To do => Rewrite the data from the line with "Guideline: for every instance of the wingtip, drop" through the end, putting "airplane" wherever "aircraft" appears and changing nothing else. Leave the pictures out of your answer.

:: Data excerpts ::

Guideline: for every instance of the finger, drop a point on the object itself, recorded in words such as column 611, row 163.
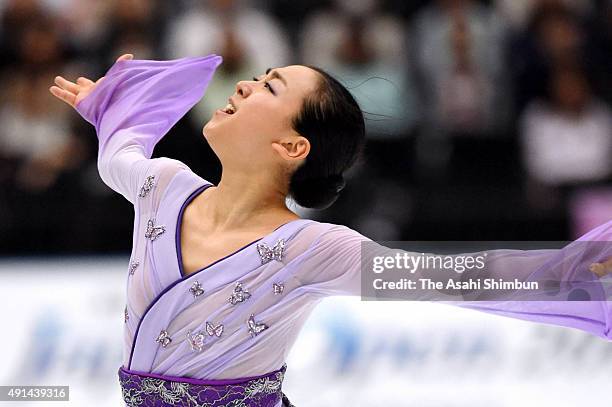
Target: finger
column 84, row 81
column 67, row 85
column 62, row 94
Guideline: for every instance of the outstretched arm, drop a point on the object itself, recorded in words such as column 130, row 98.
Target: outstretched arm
column 132, row 107
column 335, row 263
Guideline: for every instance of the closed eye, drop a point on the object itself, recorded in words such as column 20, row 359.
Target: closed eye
column 266, row 84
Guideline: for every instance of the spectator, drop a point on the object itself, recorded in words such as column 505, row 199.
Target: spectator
column 567, row 139
column 459, row 57
column 249, row 41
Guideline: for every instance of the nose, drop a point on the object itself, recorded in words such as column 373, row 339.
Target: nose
column 243, row 88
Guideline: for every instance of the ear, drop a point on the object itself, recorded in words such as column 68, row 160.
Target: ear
column 292, row 148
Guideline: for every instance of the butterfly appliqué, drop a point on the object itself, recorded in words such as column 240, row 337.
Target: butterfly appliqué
column 213, row 330
column 196, row 289
column 255, row 327
column 133, row 266
column 239, row 295
column 163, row 338
column 275, row 253
column 278, row 288
column 147, row 186
column 196, row 340
column 153, row 232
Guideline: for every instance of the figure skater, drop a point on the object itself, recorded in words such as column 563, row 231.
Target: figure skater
column 221, row 278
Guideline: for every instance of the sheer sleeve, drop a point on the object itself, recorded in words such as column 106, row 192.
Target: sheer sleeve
column 337, row 260
column 133, row 107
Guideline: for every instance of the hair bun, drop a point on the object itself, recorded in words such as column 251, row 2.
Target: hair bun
column 317, row 193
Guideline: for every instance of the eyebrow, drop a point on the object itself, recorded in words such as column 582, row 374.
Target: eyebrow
column 277, row 75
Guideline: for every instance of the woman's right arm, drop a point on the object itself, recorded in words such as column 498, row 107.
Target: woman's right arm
column 132, row 107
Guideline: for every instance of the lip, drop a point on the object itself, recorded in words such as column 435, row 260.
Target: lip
column 219, row 111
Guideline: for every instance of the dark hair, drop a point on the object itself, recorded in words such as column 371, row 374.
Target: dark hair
column 332, row 121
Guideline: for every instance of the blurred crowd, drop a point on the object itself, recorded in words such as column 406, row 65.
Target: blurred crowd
column 486, row 120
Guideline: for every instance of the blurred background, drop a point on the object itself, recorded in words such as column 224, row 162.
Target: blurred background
column 487, row 120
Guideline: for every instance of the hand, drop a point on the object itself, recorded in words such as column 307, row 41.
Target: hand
column 72, row 93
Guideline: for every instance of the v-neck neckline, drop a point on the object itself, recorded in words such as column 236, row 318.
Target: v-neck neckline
column 178, row 240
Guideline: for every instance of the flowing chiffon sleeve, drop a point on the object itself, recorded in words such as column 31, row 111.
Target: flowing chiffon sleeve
column 133, row 107
column 334, row 266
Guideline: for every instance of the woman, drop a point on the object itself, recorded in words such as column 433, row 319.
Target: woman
column 212, row 320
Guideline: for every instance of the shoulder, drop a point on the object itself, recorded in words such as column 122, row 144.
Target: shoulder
column 167, row 179
column 333, row 236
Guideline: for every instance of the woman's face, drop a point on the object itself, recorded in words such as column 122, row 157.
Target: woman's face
column 259, row 132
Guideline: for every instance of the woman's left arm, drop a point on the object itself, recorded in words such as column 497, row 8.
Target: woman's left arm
column 337, row 261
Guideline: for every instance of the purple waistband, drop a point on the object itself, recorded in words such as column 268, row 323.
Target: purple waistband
column 208, row 382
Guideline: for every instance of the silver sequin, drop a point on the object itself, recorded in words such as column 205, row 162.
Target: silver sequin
column 133, row 266
column 275, row 253
column 278, row 288
column 196, row 340
column 255, row 327
column 153, row 231
column 239, row 295
column 147, row 186
column 163, row 338
column 196, row 289
column 214, row 330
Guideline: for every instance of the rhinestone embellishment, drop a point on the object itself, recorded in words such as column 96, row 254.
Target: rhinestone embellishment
column 196, row 289
column 153, row 231
column 163, row 338
column 133, row 266
column 213, row 330
column 196, row 340
column 147, row 186
column 239, row 295
column 255, row 327
column 275, row 253
column 278, row 288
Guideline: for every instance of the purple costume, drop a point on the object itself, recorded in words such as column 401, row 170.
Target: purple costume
column 220, row 336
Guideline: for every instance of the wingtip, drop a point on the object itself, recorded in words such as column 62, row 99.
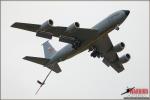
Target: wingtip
column 13, row 25
column 25, row 58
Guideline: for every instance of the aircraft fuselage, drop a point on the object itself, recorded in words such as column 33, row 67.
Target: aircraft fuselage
column 103, row 27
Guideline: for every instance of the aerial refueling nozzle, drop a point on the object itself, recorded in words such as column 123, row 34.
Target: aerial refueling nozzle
column 41, row 83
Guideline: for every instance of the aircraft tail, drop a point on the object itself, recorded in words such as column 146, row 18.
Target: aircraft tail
column 49, row 51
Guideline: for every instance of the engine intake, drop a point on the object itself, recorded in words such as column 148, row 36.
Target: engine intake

:::

Response =>
Guideline: for every instance of the wingtip, drop a point on the object itself, recorded in words such as column 62, row 99.
Target: wingtip
column 13, row 25
column 25, row 58
Guideline: for every instance of the airplane fuselage, drop a point on the object itself, recorded in words such as column 33, row 67.
Target: airplane fuselage
column 103, row 27
Guideline: for every instance of the aerial refueling nozzle, drop a point on the object itself, recorded in words such as column 123, row 34.
Target: aerial refueling nozzle
column 41, row 83
Guideline: for every instance of the airplane tail, drop a point on the object itself, recorded in words such as column 146, row 18.
Target: airplane tail
column 49, row 51
Guideline: for every instance of the engine intake, drop a point on the object itself, recorded in words such as column 148, row 36.
Target: engine intake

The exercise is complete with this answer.